*** Opening GIVEN TEXT ***

WORLD / EYE ON WORLD
COVID-19 more than health crisis
Pandemic plunges 100m additional workers into poverty
Published: Jun 03, 2021 05:48 PM
People purchase essential food items as the government imposed travel restrictions and two-week lockdown to curb the spread of COVID-19 in Colombo, Sri Lanka on Tuesday. Sri Lanka extended a week-long lockdown until June 7. Photo: AFP

People purchase essential food items as the government imposed travel restrictions and two-week lockdown to curb the spread of COVID-19 in Colombo, Sri Lanka on Tuesday. Sri Lanka extended a week-long lockdown until June 7. Photo: AFP

The COVID-19 pandemic has pushed more than 100 million more workers into poverty, the UN said Wednesday, after working hours plummeted and access to good-quality jobs evaporated.

And the labor market crisis created by the pandemic was far from over, the UN's International Labour Organization (ILO) warned in a report.

Employment was not expected to bounce back to pre-pandemic levels until 2023 at the earliest, it said.

*** Closing GIVEN TEXT ***
*** Opening EXTRACTED MATERIAL ***

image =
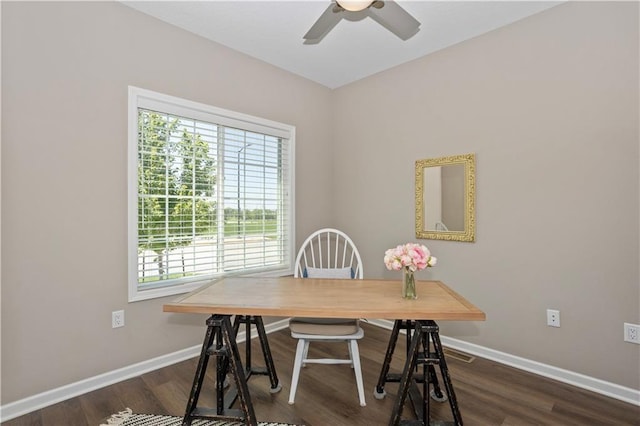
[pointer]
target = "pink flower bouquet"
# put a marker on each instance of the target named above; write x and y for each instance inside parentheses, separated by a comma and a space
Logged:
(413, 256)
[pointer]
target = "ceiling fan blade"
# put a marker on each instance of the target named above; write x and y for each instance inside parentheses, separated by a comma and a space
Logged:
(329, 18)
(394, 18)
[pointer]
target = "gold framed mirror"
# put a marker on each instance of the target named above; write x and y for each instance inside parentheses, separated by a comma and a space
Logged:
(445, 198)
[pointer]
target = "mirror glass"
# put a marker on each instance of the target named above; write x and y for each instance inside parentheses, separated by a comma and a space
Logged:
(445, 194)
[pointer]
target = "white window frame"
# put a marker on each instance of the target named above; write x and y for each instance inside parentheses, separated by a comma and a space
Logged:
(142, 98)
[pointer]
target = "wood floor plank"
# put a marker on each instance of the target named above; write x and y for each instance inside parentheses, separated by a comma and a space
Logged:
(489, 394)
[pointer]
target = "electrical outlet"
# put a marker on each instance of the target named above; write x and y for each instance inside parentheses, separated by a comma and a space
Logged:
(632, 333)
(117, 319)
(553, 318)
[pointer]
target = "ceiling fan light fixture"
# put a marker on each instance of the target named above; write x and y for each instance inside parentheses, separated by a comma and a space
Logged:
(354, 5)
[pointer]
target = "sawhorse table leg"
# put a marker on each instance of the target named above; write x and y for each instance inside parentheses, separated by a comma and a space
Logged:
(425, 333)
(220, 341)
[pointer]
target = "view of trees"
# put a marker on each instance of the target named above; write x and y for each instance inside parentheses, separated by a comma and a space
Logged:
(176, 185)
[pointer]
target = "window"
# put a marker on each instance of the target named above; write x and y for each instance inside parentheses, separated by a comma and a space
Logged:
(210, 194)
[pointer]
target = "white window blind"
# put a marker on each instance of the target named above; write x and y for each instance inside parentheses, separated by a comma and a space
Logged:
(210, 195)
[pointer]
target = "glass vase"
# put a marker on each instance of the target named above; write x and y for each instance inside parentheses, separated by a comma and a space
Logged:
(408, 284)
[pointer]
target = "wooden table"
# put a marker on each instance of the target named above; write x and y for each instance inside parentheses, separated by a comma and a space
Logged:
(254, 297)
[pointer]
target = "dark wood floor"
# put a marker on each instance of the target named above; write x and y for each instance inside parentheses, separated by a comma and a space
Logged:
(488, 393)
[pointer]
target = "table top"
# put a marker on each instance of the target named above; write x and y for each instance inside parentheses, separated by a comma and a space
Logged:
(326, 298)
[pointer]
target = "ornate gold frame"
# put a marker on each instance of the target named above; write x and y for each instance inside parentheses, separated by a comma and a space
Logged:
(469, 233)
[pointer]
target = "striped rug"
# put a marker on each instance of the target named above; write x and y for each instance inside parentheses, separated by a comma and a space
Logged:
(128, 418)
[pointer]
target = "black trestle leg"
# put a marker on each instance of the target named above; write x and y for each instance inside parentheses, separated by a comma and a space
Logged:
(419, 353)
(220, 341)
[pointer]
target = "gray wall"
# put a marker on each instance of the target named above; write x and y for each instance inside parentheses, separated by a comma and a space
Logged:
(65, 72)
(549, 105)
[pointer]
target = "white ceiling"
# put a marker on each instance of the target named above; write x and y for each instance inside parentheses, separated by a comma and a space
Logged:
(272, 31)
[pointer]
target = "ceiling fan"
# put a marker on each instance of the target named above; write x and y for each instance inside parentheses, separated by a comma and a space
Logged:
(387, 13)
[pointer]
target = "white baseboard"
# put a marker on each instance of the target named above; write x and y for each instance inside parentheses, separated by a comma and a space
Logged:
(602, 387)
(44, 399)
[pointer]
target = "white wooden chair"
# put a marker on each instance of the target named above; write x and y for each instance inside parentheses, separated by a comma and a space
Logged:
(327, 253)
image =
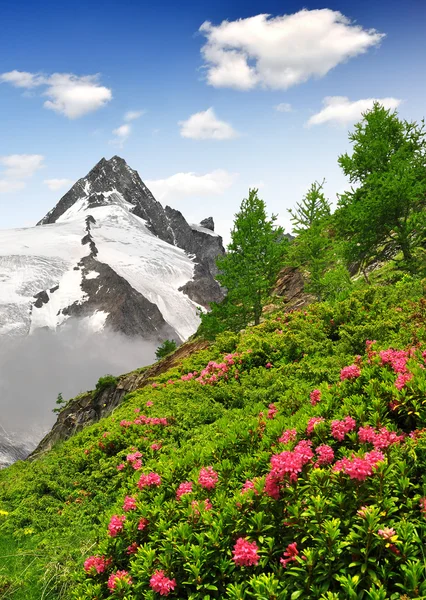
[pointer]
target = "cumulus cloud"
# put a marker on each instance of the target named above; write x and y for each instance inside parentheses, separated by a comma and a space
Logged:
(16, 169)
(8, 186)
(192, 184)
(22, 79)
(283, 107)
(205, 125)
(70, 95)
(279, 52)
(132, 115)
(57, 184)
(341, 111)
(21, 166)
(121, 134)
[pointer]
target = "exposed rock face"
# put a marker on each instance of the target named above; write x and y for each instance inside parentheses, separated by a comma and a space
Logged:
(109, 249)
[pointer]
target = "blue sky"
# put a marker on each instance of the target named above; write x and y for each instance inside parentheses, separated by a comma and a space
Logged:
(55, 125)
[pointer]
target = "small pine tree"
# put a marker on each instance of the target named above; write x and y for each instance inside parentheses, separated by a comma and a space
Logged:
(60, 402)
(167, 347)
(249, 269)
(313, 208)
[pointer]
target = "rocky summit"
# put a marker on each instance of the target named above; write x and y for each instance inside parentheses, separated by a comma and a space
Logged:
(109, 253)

*** Closing EXTRACTED MATERIAL ***
*** Opening EXTRACTED MATERIAL ***

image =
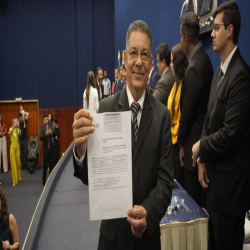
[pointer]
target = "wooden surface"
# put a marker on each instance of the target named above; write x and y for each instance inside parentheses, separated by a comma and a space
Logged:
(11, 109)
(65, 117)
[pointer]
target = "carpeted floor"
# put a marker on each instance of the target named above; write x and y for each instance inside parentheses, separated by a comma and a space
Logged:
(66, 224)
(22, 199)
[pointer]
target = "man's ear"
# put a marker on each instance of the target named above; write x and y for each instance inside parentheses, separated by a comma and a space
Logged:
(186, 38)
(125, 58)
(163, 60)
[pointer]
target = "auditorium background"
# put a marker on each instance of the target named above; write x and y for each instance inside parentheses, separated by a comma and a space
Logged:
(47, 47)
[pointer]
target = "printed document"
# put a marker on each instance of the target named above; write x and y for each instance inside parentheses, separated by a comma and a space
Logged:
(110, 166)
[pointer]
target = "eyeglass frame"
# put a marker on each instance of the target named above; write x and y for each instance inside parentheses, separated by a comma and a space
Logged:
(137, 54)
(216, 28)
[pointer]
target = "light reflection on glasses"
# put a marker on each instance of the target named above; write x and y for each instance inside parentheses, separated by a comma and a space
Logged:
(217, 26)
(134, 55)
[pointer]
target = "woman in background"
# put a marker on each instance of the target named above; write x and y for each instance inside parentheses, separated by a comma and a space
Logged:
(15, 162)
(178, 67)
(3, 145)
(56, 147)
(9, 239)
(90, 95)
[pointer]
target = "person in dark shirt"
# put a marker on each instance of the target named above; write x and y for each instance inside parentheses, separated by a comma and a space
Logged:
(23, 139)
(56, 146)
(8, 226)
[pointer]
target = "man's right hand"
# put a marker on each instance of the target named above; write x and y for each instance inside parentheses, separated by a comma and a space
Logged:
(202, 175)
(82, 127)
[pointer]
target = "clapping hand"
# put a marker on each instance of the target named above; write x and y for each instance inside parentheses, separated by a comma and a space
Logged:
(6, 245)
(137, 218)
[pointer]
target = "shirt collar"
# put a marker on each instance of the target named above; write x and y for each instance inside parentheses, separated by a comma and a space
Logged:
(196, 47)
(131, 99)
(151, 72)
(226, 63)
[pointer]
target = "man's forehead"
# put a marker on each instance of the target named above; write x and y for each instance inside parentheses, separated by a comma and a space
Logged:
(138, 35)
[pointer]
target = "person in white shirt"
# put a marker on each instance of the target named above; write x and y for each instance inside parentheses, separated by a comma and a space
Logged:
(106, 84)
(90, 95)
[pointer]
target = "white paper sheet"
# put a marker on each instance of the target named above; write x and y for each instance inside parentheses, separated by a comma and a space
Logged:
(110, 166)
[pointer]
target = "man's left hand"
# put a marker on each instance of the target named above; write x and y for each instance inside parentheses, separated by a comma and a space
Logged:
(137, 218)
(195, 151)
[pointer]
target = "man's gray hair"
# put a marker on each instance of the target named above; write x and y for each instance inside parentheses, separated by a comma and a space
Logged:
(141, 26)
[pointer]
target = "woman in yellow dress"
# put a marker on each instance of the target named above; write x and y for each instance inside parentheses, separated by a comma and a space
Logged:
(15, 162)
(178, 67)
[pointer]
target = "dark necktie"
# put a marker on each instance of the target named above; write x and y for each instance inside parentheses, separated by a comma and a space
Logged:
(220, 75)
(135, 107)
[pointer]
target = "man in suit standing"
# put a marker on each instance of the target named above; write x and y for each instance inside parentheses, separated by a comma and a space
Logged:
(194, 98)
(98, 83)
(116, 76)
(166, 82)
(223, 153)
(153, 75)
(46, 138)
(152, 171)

*** Closing EXTRACTED MATERIAL ***

- [ASSIGNED TASK A] In the news article on the pandemic pushing workers into poverty, until when did the ILO not expect employment to recover to pre-pandemic levels?
- [ASSIGNED TASK B] Continue the news article on the pandemic pushing workers into poverty, starting after its last sentence.

- [EXERCISE OUTPUT A] Until 2023 at the earliest.

- [EXERCISE OUTPUT B]
The ILO's annual World Employment and Social Outlook report indicated that the planet would be 75 million jobs short at the end of 2021 compared to if the pandemic had not occurred.

And it would still have 23 million fewer jobs by the end of 2022 than would otherwise have been the case.

COVID-19 "has not just been a public health crisis, it's also been an employment and human crisis," ILO chief Guy Ryder told reporters. 

"Without a deliberate effort to accelerate the creation of decent jobs, and support the most vulnerable members of society and the recovery of the hardest-hit economic sectors, the lingering effects of the pandemic could be with us for years in the form of lost human and economic potential, and higher poverty and inequality." 

The report showed that global unemployment was expected to stand at 205 million people in 2022 - far higher than the 187 million in 2019.

But the situation is worse than official unemployment figures indicate.

Many people have held onto their jobs but have seen their working hours cut dramatically.

In 2020, 8.8 percent of global working hours were lost compared to the fourth quarter of 2019 - the equivalent of 255 million full-time jobs.

While the situation has improved, global working hours are far from having bounced back, and the world will still be short the equivalent of 100 million full-time jobs by the end of 2021, the report found.

Global employment is expected to recover more quickly in the second half of 2021.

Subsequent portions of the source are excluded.